--- 所给文本 ---
DBFace框架是可以同时获得人脸检测和关键点定位,相较与人脸检测和关键点定位分开的做法有一定的优势,减少了对原图的crop和resize操作,并且对多人脸的情况,这种操作是对人脸个数敏感的,后期倾向也是将人脸检测和关键点定位,甚至后期的segmentation放到一套代码中去完成了.
使用DBFace的原因主要还是算法很快,精度也不错!
代码的主体是作者创建了一个App类,其中主要是超参数的设定,网络结构的设定,三个loss的定义,数据的下载,训练的过程等
class App(object):
def __init__(self, labelfile, imagesdir, numlandmarks):
self.numlandmarks = numlandmarks # 增加关键点数量设置
self.width, self.height = 800, 800 # 输入图片大小是800*800,这个后续要减少,否则时间肯定不能满足
self.mean = [0.408, 0.447, 0.47]
self.std = [0.289, 0.274, 0.278]
self.batch_size = 18
self.lr = 1e-4
self.gpus = [0] # [0, 1, 2, 3]
self.gpu_master = self.gpus[0]
self.model = DBFace(has_landmark=True, wide=64, has_ext=True, upmode="UCBA") # 网络主体定义的部分
self.model.init_weights() # 初始化权重
self.model = nn.DataParallel(self.model, device_ids=self.gpus)
self.model.cuda(device=self.gpu_master)
self.model.train()
# 三个loss 的部分
self.focal_loss = losses.FocalLoss()
self.giou_loss = losses.GIoULoss()
self.landmark_loss = losses.WingLoss(w=2)
# 构建dataset部分,继承torch 的dataset类
self.train_dataset = LDataset(labelfile, imagesdir, numlandmarks, mean=self.mean, std=self.std,
width=self.width, height=self.height)
self.train_loader = DataLoader(dataset=self.train_dataset, batch_size=self.batch_size, shuffle=True,
num_workers=1)
# 优化器adam,使用默认的weight_decay=0
self.optimizer = torch.optim.Adam(self.model.parameters(), lr=self.lr)
self.per_epoch_batchs = len(self.train_loader)
self.iter = 0
self.epochs = 150
def set_lr(self, lr):
self.lr = lr
log.info(f"setting learning rate to: {lr}")
for param_group in self.optimizer.param_groups:
param_group["lr"] = lr
def train_epoch(self, epoch):
for indbatch, (images, heatmap_gt, heatmap_posweight, reg_tlrb, reg_mask, landmark_gt, landmark_mask, num_objs,
keep_mask) in enumerate(self.train_loader):
self.iter += 1
batch_objs = sum(num_objs)
batch_size = self.batch_size
if batch_objs == 0:
batch_objs = 1
heatmap_gt = heatmap_gt.to(self.gpu_master)
heatmap_posweight = heatmap_posweight.to(self.gpu_master)
keep_mask = keep_mask.to(self.gpu_master)
reg_tlrb = reg_tlrb.to(self.gpu_master)
reg_mask = reg_mask.to(self.gpu_master)
landmark_gt = landmark_gt.to(self.gpu_master)

--- 待办任务 ---
1. 列出DBFace训练代码中定义的全部loss类。
2. 接着DBFace训练代码最后一行往下写。
数据部分与DBFace训练代码相互独立，是另行提供的材料。

--- 数据部分 ---
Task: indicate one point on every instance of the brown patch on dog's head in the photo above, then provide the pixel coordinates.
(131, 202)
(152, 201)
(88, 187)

--- 练习结果 ---
1. losses.FocalLoss、losses.GIoULoss、losses.WingLoss

2.
landmark_mask = landmark_mask.to(self.gpu_master)
images = images.to(self.gpu_master)
hm, tlrb, landmark = self.model(images)
hm = hm.sigmoid()
hm = torch.clamp(hm, min=1e-4, max=1 - 1e-4)
tlrb = torch.exp(tlrb)
hm_loss = self.focal_loss(hm, heatmap_gt, heatmap_posweight, keep_mask=keep_mask) / batch_objs
reg_loss = self.giou_loss(tlrb, reg_tlrb, reg_mask) * 5
landmark_loss = self.landmark_loss(landmark, landmark_gt, landmark_mask) * 0.1
loss = hm_loss + reg_loss + landmark_loss
self.optimizer.zero_grad()
loss.backward()
self.optimizer.step()
epoch_flt = epoch + indbatch / self.per_epoch_batchs
if indbatch % 10 == 0:
log.info(
f"iter: {self.iter}, lr: {self.lr:g}, epoch: {epoch_flt:.2f}, loss: {loss.item():.2f}, hm_loss: {hm_loss.item():.2f}, "
f"box_loss: {reg_loss.item():.2f}, lmdk_loss: {landmark_loss.item():.5f}"
)
if indbatch % 1000 == 0:## 标题
log.info("save hm")
hm_image = hm[0, 0].cpu().data.numpy()
common.imwrite(f"{jobdir}/imgs/hm_image.jpg", hm_image * 255)
common.imwrite(f"{jobdir}/imgs/hm_image_gt.jpg", heatmap_gt[0, 0].cpu().data.numpy() * 255)
image = np.clip((images[0].permute(1, 2, 0).cpu().data.numpy() * self.std + self.mean) * 255, 0,
255).astype(np.uint8)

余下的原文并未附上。